▶ **Task**
Take the line that contains "the man sitting on bench" as the first line and the final line of the records as the last; return exactly those lines and the lines between.

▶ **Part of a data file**
-- begin --

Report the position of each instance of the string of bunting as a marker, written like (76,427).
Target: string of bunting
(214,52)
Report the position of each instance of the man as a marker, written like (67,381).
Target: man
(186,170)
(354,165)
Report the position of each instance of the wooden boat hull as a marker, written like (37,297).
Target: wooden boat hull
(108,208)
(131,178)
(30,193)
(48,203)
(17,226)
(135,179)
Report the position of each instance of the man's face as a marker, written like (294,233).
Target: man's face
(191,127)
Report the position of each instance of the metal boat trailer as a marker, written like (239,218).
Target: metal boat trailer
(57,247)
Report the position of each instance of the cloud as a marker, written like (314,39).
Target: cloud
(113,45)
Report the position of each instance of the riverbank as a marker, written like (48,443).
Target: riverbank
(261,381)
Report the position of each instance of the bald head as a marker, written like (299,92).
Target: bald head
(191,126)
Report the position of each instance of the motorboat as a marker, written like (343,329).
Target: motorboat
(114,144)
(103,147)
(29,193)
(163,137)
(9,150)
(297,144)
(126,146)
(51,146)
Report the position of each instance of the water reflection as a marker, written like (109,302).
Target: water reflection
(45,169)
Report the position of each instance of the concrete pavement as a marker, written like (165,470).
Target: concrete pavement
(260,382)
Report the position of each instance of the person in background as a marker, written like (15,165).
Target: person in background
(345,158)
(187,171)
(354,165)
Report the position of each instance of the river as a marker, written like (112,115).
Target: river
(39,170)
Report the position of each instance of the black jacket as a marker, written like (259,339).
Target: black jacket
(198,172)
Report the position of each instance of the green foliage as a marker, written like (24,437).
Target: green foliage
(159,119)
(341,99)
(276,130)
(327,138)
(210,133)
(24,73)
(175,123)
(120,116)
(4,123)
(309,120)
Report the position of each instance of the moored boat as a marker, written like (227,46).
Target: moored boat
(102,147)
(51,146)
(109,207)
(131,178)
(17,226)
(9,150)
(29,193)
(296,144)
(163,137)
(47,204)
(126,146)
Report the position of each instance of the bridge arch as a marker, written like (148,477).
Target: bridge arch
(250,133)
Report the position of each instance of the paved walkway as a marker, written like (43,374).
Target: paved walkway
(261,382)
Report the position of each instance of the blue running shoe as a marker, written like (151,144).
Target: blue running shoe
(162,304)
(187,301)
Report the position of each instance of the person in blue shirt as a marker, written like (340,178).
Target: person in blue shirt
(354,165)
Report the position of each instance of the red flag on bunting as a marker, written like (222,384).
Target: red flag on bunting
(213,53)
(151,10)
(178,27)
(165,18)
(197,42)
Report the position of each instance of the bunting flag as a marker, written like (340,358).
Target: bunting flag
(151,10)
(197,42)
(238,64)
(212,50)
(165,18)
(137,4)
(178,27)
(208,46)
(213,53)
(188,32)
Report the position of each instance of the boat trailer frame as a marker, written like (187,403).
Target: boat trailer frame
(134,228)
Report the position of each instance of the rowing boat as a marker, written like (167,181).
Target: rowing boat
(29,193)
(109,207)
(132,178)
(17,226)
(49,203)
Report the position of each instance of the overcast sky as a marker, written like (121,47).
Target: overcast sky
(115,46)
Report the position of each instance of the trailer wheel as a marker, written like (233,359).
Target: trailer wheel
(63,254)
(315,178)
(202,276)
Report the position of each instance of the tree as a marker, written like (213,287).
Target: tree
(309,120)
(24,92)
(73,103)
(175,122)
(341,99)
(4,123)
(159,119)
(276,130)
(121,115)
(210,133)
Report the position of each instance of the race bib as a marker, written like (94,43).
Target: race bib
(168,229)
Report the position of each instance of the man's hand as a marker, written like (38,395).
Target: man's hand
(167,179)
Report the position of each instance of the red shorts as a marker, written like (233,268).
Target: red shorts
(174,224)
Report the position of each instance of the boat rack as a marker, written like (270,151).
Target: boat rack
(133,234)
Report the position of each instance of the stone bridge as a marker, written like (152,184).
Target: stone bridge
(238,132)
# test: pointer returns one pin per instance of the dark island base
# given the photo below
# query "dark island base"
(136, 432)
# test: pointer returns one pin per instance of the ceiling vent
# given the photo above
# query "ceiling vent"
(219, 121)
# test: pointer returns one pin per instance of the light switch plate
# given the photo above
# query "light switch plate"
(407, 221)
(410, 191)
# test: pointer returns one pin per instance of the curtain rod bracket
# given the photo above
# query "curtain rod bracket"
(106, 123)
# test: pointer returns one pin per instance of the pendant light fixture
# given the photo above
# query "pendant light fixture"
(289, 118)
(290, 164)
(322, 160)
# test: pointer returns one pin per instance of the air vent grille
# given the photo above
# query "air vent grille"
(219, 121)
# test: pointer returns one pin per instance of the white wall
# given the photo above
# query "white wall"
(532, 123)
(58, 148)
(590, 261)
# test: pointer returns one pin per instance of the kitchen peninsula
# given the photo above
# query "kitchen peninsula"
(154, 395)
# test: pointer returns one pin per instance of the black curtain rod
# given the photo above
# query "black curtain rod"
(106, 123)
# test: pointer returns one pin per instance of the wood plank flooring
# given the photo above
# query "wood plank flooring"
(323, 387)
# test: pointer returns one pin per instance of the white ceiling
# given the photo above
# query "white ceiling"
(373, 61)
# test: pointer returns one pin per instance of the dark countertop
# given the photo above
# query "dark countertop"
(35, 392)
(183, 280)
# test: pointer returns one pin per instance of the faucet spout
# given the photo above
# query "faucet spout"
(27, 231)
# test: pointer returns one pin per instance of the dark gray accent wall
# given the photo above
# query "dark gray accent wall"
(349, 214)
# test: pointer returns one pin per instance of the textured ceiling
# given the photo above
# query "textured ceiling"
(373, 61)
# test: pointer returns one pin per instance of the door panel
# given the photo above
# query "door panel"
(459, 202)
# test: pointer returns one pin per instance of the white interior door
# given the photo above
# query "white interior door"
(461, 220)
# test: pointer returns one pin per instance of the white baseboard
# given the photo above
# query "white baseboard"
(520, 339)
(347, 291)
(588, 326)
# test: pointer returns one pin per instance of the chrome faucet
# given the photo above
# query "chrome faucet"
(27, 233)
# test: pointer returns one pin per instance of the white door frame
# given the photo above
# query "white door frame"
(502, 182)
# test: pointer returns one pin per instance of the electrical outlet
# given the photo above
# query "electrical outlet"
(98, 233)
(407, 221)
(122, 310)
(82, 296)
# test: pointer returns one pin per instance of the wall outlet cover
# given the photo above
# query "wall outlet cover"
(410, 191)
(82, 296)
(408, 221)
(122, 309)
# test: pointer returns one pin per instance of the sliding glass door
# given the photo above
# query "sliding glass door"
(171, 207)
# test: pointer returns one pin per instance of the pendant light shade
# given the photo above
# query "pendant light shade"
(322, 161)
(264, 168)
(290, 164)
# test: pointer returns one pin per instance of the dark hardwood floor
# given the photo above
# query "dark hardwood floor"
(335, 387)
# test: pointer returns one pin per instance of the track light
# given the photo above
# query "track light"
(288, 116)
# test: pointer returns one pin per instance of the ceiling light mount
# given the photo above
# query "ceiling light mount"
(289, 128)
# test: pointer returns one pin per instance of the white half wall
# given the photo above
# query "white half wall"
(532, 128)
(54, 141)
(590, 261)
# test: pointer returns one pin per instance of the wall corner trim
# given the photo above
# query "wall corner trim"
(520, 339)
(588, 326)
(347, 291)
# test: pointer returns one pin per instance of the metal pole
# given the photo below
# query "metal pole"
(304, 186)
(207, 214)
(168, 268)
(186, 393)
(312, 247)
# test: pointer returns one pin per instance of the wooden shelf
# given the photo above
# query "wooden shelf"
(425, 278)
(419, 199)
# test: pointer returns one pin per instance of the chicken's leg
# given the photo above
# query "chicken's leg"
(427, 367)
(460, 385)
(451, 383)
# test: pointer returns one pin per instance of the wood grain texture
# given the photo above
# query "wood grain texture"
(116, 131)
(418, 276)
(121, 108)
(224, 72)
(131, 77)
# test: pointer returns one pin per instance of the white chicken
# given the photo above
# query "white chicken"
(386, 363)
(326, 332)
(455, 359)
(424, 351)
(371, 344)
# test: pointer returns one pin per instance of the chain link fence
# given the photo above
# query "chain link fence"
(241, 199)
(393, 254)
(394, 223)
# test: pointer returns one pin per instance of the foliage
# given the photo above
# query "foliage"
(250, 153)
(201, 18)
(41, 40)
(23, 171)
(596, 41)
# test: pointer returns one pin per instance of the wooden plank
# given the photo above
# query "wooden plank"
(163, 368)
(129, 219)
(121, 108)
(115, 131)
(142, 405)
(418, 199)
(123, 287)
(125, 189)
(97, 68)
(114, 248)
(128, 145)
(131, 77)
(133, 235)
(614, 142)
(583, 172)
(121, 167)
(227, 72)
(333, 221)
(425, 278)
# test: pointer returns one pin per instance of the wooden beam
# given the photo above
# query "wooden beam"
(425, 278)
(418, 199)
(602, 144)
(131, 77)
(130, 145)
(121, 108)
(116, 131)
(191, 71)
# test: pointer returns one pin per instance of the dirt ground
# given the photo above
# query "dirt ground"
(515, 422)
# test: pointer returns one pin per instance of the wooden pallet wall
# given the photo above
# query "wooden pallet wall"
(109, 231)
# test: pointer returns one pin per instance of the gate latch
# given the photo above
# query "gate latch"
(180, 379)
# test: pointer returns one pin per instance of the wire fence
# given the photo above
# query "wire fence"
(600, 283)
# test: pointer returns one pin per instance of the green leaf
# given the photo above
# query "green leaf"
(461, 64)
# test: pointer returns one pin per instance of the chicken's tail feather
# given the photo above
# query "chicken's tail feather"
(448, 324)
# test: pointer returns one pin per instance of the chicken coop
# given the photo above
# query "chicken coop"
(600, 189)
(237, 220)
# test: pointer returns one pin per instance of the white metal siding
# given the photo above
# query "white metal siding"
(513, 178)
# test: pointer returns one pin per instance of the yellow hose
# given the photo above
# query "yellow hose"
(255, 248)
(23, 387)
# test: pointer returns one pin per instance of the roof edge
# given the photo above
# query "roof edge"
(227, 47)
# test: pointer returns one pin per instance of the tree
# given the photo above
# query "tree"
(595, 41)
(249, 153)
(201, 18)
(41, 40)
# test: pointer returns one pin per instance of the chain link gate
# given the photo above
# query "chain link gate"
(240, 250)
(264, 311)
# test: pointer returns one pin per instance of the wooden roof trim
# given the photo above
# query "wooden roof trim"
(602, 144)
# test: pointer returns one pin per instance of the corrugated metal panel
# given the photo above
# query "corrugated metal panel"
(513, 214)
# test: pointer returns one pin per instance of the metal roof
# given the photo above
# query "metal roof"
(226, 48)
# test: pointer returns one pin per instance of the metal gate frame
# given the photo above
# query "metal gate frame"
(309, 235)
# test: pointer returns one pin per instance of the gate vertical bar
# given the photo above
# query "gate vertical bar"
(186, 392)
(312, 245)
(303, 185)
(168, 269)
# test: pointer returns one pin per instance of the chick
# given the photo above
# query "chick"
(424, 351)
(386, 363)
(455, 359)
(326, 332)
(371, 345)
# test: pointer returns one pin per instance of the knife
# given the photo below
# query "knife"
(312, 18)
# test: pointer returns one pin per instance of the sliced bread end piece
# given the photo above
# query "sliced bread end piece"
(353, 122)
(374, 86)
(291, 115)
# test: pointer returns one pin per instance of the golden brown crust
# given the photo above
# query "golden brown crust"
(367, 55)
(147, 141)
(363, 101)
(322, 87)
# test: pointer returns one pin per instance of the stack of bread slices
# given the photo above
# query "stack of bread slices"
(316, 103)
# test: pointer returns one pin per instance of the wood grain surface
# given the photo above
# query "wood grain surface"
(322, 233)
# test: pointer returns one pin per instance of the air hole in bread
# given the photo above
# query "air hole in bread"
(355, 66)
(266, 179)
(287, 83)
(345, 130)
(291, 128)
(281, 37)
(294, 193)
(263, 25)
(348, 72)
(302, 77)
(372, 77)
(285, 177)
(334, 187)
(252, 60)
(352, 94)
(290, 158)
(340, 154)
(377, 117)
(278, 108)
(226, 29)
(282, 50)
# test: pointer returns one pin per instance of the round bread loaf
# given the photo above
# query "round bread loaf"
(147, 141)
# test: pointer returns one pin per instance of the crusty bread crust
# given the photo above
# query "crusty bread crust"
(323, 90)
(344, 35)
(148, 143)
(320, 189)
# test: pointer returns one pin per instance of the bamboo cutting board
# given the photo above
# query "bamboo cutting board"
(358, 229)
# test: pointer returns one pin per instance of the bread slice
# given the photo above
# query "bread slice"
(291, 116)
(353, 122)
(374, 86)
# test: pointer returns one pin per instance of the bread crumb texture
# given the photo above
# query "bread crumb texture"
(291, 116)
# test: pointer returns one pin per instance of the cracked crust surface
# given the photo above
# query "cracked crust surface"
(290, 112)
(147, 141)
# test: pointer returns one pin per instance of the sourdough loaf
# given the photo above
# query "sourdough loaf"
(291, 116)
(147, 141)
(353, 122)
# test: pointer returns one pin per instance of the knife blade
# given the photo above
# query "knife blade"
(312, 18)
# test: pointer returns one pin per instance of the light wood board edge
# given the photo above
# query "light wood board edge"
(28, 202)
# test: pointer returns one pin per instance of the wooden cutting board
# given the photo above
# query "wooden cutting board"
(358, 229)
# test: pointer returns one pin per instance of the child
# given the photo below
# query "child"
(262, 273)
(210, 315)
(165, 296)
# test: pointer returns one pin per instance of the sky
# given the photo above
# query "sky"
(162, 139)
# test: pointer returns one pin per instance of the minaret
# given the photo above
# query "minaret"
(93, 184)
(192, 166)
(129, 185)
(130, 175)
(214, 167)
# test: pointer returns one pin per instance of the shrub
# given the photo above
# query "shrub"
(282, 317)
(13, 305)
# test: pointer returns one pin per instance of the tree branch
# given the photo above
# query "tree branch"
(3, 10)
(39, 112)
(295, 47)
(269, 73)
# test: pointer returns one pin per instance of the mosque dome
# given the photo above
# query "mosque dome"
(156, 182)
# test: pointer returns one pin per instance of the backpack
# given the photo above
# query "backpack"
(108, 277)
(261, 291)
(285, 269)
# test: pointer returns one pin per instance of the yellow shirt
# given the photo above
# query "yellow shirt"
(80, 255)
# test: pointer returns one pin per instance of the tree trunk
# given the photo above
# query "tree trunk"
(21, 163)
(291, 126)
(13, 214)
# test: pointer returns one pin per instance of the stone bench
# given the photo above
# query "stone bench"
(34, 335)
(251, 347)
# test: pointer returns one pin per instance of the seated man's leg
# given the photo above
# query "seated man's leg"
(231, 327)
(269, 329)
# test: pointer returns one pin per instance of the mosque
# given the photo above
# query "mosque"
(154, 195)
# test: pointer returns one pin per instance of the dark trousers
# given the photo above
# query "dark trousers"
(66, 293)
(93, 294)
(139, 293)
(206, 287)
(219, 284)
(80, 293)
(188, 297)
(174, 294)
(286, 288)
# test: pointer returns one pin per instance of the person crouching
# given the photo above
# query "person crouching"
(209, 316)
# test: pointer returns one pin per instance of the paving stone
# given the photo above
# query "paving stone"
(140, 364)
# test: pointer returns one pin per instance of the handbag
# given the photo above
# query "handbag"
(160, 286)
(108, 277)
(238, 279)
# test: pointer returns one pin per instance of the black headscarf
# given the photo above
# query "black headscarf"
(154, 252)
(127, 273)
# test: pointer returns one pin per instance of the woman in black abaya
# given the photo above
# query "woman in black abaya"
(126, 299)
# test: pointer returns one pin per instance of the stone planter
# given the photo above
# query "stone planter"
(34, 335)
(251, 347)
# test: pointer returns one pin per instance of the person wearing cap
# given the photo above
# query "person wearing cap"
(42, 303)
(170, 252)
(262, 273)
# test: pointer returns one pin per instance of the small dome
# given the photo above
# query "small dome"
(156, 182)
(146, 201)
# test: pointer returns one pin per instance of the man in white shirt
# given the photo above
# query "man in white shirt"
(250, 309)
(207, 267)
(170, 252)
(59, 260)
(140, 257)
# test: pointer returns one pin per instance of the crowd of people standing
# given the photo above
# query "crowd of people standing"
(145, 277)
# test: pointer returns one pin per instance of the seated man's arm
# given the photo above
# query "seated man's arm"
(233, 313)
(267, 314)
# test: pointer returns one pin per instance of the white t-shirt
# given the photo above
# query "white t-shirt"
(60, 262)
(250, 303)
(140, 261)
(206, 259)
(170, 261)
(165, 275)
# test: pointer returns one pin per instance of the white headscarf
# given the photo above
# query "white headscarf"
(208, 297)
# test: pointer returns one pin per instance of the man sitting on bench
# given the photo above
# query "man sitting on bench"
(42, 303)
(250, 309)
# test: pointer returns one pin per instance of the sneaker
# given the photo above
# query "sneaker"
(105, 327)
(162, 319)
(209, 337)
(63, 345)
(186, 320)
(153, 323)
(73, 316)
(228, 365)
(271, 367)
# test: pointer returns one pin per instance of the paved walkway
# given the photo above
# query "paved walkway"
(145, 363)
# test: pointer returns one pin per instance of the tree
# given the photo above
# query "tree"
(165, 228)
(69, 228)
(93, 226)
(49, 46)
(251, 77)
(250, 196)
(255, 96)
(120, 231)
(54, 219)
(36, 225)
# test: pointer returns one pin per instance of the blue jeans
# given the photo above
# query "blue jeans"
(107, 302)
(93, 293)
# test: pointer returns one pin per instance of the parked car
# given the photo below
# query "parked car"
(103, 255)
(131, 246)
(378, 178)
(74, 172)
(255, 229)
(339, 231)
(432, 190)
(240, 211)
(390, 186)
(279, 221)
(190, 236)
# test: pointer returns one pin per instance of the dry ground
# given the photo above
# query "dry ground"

-- end --

▶ **Expected answer**
# test: pointer returns one pin per instance of the man sitting on bench
# given the photo above
# query "man sitting on bench"
(42, 303)
(250, 309)
# test: pointer returns one pin per instance of the sneaker
# given the photo above
# query "sneaker"
(105, 327)
(162, 319)
(209, 337)
(63, 345)
(186, 320)
(153, 323)
(73, 316)
(228, 365)
(271, 367)
# test: pointer returns one pin per instance of the paved walkway
# given the photo above
# query "paved walkway"
(145, 363)
# test: pointer returns one pin per instance of the tree
# given the photo above
# query "tree"
(165, 228)
(69, 228)
(93, 226)
(49, 46)
(251, 77)
(250, 196)
(255, 96)
(120, 231)
(54, 219)
(36, 225)
# test: pointer returns one pin per instance of the blue jeans
# given the photo above
# query "blue jeans"
(107, 302)
(93, 293)
# test: pointer returns one pin per instance of the parked car
# given the photo below
# query "parked car"
(103, 255)
(131, 246)
(378, 178)
(74, 172)
(255, 229)
(339, 231)
(432, 190)
(240, 211)
(390, 186)
(279, 221)
(190, 236)
# test: pointer returns one pin per instance of the dry ground
# given the photo above
# query "dry ground"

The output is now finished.